+++ MATERIAL

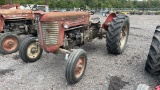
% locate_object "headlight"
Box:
[63,23,69,29]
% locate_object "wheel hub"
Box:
[75,57,85,78]
[31,47,37,54]
[3,38,18,51]
[27,42,40,58]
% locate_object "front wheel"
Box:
[106,14,130,54]
[65,49,87,84]
[19,37,43,63]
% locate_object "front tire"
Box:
[65,49,87,84]
[19,37,43,63]
[0,33,20,55]
[106,14,130,54]
[145,26,160,75]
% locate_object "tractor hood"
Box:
[0,9,41,19]
[40,12,90,24]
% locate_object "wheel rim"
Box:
[75,57,85,78]
[27,42,40,59]
[2,37,18,52]
[120,25,128,49]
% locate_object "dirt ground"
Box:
[0,15,160,90]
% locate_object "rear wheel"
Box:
[19,37,43,63]
[145,26,160,75]
[0,33,20,54]
[106,14,130,54]
[65,49,87,84]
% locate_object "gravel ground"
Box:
[0,15,160,90]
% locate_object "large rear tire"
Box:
[65,49,87,84]
[19,37,43,63]
[106,14,130,54]
[145,26,160,75]
[0,33,20,55]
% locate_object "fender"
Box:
[102,13,116,31]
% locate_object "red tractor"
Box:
[19,12,130,84]
[0,4,42,54]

++++++

■ JOB
Pick out every line above that contains the word "rear", and copy each one. Treat uppercase and lowercase as different.

■ FULL OUTPUT
% locate_object "rear wheel"
% locate_object "large rear tire"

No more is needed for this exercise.